Saída pela esquerda no PT (Helena Chagas)

Postagem 02/jun/2015...

Saída pela esquerda no PT

Patrus: "Não foi o dinheiro que nos constituiu; (..) foi a força das nossas idéias”
Publicado segunda, 25 de maio (06:00) - Atualizado quarta, 27 de maio (15:28)

Virou moda, nos corredores e cafezinhos de Brasília, vaticinar o fim do PT. Por enquanto, trata-se mais de wishful thinking por parte daqueles que assim o desejam do que perspectiva concreta.

Mas é fato que, com seu tesoureiro na cadeia por conta da Operação Lava-Jato, perda de simpatizantes, perspectivas eleitorais pouco animadoras para 2016/18 e a dissidência de figuras-chave, o Partido dos Trabalhadores vive sua pior crise.

O PT tem salvação? É o que pergunto a um de seus mais antigos e corretos militantes, o atual ministro do Desenvolvimento Agrário, Patrus Ananias. Ele acha que sim, mas que, para isso, é preciso haver um reencontro do partido consigo mesmo. Autor de um documento que vem circulando nas reuniões preparatórias para o congresso de junho, Patrus prega a retomada dos princípios éticos que fizeram do PT um partido diferente dos outros em sua fundação.

Seja qual for o desfecho da reforma política em debate no Congresso e a decisão sobre o financiamento privado das campanhas, o petista mineiro defende, por exemplo, que daqui em diante o partido recuse toda e qualquer contribuição financeira de empresas, inclusive na eleição do ano que vem. “Não foi o dinheiro que nos constituiu, não foram os recursos de empresas nas campanhas eleitorais; o que nos constituiu foi a força das nossas ideias, a determinação em fazermos do Brasil um país mais justo e solidário, a dedicação da nossa militância”, afirma Patrus.

O documento do ministro da Reforma Agrária, que tem circulado entre interlocutores do ex-presidente Luiz Inácio Lula da Silva e petistas de outras correntes, defende ainda o fim do PED, processo interno de eleições diretas, que criou uma espécie de “voto de cabresto” no PT. Desde que foi instituído, o PED gerou filiações massivas de pessoas que pouco ou nada têm a ver com o ideário petista. Patrus defende o retorno do sistema de ampla discussão nas bases em pré-convenções que elegem seus delegados, além da instituição do orçamento participativo dentro do PT.
========
# [Tarefa proposta 1]
Traduza para o inglês esta frase do artigo sobre a crise do PT: "Virou moda, nos corredores e cafezinhos de Brasília, vaticinar o fim do PT."
# [Tarefa proposta 2]
Prossiga o artigo sobre a crise do PT a partir da última frase apresentada.
As linhas são um material à parte, independente do artigo sobre a crise do PT.
========
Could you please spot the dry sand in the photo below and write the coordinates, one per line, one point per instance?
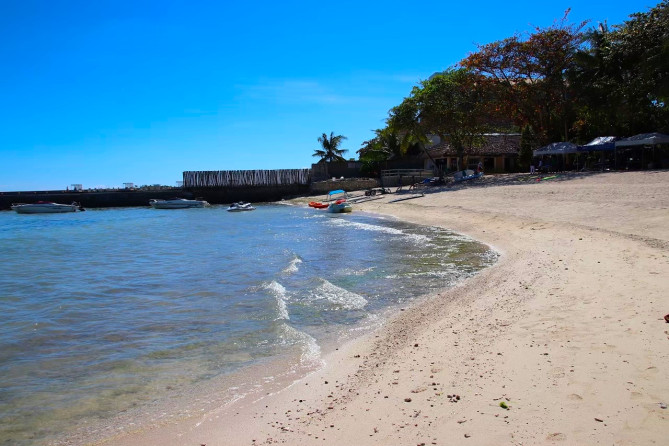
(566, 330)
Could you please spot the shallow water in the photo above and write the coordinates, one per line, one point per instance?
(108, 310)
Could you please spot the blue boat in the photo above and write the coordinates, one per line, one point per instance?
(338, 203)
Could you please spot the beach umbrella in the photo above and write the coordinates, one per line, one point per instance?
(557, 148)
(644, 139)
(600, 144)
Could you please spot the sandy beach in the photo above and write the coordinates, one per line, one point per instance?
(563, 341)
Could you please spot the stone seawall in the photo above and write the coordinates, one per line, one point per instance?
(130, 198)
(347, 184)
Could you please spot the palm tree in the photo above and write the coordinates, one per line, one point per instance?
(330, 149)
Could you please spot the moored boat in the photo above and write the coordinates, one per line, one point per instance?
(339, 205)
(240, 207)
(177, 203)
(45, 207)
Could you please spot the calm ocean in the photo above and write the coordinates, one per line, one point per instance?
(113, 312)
========
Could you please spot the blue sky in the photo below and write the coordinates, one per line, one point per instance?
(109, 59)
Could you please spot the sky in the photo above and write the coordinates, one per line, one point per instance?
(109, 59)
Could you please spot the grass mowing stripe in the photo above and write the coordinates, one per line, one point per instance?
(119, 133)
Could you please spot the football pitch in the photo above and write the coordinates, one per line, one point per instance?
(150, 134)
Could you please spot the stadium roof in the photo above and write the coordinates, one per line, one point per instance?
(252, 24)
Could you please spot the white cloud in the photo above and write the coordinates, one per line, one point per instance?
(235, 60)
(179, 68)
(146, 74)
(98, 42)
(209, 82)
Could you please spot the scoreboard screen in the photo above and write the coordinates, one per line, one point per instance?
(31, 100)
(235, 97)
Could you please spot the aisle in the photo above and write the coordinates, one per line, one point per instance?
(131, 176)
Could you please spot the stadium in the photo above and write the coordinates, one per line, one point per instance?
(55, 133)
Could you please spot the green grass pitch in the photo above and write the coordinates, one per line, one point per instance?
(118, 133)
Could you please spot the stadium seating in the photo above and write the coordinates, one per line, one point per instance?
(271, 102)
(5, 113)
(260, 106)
========
# [Resposta 1]
It has become fashionable, in the corridors and coffee breaks of Brasília, to predict the end of the PT.

# [Resposta 2]
Hoje isso significa cortar na carne petista e fazer profundas alterações de rumo no partido do poder. Mas pode ser questão de sobrevivência. Além de Patrus Ananias, outros fundadores e formuladores vêm trabalhando no resgate dos valores do antigo PT. Todos concordam em relação à única direção possível: a esquerda.

O ex-governador Tarso Genro, por exemplo, aquele que na época do mensalão pregou, sem sucesso, a “refundação” do partido, voltou à cena. Mudou-se para o Rio de Janeiro, onde se dedica a trabalhar para desfazer a aliança que considera conservadora entre o PT e o PMDB do governo estadual. Tarso não tem poupado o ajuste fiscal de Joaquim Levy e reclama publicamente da falta de influência petista na política econômica. Não por acaso, o maior dissidente do partido na votação das medidas do ajuste no Senado tem sido o senador pelo Rio Lindbergh Farias.

Outro intelectual petista, o assessor internacional da Presidência, Marco Aurélio Garcia, expressou neste fim de semana, no congresso estadual de São Paulo, a opinião de que o partido perdeu a batalha política ao não conseguir manter o apoio das classes beneficiadas com a inclusão social dos governos petistas. Num encontro em que a militância pregava “fora Levy”, o professor defendeu a discussão de um novo modelo político-econômico que atenda a essas novas demandas, afirmando que o ajuste fiscal deve durar pouco e abrir espaço a novas transformações.

Os petistas do governo não criticam abertamente o ajuste fiscal, como fazem os do Congresso. Mas estão todos desconfortáveis. Rezam, dia sim, outro também, para que essa página seja virada o quanto antes.

E aí está o problema, a principal encruzilhada: a obrigação de sustentar um governo com problemas de popularidade que recorre ao receituário neoliberal para salvar a economia. Ainda que, racionalmente, os petistas saibam que o ajuste é necessário, não há como se falar em salvação do PT e reencontro do partido consigo mesmo enquanto esse nó não for desatado.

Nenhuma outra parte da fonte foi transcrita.